_Отрывок текста_:
Утречком меня положили на операционный стол: обработали рану на руке, раны на ноге. Там-то я сказал, что еще в груди рана. подошел врач, щупом полез туда, говорит: «нет, это слишком глубоко уходит, это уже будут делать в стационарных условиях».



И в этот момент заскочил красноармеец: «Приказ штаба—немедленно эвакуировать раненых на железнодорожную станцию, там стоят составы, ждут их! Срочно уходить, потому что немцы уже входят!»

Эвакуировали нас трое суток. За это время мы проехали всего примерно тридцать километров, потому что шло пять составов: два с ранеными, три—с заводским оборудованием откуда-то из Пскова. немцы, по-видимому, обязательно хотели завладеть этими составами, поэтому нас они не бомбили. Они разбивали железную дорогу впереди, а потом строчили из пулеметов по составу.

Вечером начинался ремонт путей, к утру железнодорожное полотно восстанавливали, полчаса ехали по направлению к Старой Руссе. Вставало солнце—и прилетала очередная немецкая команда, которая опять разбивала железную дорогу, и снова все повторялось.

Один раз проснулись от пулеметной очереди, потому что между колесами именно нашего вагона было устроено пулеметное гнездо, и пулеметчики отбивались от наступавших немцев.

Одним словом, когда мы только начинали этот свой трехсуточный переезд, вагон был полностью набит ранеными: лежали на полу и на полатях с левой и правой стороны. К концу третьих суток, когда добрались до Старой Руссы, нас в этом вагоне оставалось четыре человека. Убитых не было, но у раненых не выдерживали нервы. Люди уходили, уползали из вагона. Там страшный случай был... Майор лежал в нашем вагоне, у него были перебиты кости обеих ног. И вот на второй день он не выдержал: на руках дополз до дверей и выкатился, выпал наружу. И уполз в кусты—умирать...

Эти трое суток мы продвигались между двумя линиями фронта. Наши уже ушли, немцы наступали, в любую секунду мы могли оказаться в лапах врага. Естественно, они бы с нами расправились штыками, тратить на нас пули вряд ли бы стали. Свое оружие, когда попали в госпиталь, мы сдали, так что были безоружны.

(Данные с указательными описаниями по фотографиям)
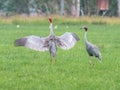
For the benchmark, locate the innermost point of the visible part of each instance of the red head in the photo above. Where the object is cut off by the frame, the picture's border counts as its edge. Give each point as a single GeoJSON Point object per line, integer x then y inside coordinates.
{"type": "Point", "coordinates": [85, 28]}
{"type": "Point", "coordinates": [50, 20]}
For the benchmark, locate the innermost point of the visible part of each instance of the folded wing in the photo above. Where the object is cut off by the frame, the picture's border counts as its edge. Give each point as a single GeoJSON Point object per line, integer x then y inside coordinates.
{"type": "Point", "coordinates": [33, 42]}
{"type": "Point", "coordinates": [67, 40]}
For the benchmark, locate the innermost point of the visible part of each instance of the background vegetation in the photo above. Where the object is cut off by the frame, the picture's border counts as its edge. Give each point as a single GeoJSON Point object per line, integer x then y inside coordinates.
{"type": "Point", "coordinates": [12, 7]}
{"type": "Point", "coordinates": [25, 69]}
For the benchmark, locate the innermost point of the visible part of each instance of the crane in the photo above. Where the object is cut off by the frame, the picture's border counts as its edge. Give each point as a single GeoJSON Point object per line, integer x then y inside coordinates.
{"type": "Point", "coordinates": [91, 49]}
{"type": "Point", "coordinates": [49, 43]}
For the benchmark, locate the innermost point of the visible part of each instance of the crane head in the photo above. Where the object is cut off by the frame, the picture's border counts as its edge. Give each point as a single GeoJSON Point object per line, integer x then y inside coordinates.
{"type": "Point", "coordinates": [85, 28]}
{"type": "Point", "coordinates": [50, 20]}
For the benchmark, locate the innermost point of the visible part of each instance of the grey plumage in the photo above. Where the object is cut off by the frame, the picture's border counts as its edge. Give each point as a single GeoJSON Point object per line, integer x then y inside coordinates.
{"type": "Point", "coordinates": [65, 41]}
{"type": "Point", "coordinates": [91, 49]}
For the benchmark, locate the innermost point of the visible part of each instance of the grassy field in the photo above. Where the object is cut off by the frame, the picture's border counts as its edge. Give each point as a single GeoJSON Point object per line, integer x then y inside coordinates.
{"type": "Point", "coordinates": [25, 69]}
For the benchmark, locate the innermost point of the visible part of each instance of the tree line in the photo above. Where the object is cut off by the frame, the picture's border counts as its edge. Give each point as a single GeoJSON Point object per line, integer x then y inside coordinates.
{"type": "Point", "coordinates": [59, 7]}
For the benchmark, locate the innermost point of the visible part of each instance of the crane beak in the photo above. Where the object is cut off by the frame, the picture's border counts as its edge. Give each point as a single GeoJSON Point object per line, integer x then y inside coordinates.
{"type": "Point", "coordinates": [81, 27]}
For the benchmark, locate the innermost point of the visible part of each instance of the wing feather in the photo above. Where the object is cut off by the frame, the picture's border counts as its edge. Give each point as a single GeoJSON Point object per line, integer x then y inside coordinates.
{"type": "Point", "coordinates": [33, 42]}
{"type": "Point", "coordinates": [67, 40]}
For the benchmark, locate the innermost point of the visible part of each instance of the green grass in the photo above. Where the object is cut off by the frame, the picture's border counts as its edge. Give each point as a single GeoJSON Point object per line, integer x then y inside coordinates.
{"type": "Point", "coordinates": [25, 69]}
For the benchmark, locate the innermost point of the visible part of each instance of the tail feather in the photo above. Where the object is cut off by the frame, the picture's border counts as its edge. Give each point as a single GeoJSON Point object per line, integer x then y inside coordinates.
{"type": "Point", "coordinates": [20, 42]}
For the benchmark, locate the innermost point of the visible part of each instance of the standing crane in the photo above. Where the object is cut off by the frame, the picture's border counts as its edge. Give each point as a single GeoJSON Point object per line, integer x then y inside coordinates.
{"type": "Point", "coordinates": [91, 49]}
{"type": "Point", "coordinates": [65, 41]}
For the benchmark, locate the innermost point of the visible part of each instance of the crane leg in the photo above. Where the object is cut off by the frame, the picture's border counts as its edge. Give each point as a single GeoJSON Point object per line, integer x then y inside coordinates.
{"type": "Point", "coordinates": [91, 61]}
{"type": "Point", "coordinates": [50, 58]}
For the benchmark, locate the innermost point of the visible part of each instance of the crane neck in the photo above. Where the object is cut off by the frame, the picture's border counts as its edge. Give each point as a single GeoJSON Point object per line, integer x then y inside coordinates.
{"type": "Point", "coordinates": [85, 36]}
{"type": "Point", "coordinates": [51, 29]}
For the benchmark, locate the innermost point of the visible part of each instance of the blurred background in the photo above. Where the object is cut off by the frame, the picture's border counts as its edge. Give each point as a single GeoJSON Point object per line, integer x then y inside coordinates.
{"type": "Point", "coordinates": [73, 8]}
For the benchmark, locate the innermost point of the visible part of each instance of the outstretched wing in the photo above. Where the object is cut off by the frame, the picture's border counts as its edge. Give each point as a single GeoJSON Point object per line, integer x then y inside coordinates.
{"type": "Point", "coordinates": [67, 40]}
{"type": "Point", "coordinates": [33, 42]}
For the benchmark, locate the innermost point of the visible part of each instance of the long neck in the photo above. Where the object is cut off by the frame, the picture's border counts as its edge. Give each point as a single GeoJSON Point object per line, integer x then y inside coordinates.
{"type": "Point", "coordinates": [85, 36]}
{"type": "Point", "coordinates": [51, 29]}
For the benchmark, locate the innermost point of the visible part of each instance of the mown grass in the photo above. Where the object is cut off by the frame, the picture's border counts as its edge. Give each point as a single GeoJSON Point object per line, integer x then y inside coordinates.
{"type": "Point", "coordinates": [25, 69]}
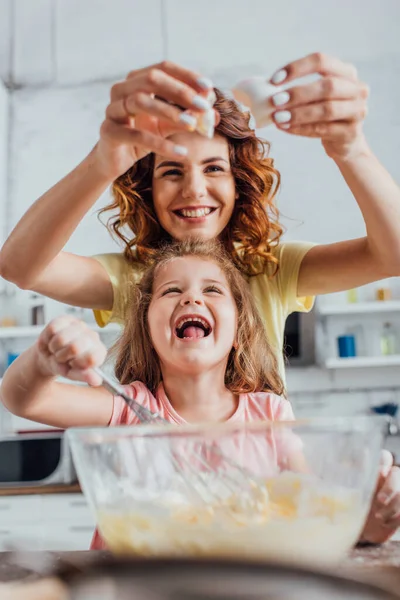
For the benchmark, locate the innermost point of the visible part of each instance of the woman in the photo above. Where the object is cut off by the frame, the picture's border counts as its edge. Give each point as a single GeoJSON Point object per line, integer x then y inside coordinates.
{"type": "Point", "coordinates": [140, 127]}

_Задания_:
A: Сколько примерно километров проехали раненые за трое суток эвакуации, судя по отрывку?
B: Приведите дословно часть отрывка между «Эти трое суток» и «что были безоружны.» включительно.
Записи для работы не понадобятся.

_Ответы_:
A: Примерно тридцать километров.

B:
Эти трое суток мы продвигались между двумя линиями фронта. Наши уже ушли, немцы наступали, в любую секунду мы могли оказаться в лапах врага. Естественно, они бы с нами расправились штыками, тратить на нас пули вряд ли бы стали. Свое оружие, когда попали в госпиталь, мы сдали, так что были безоружны.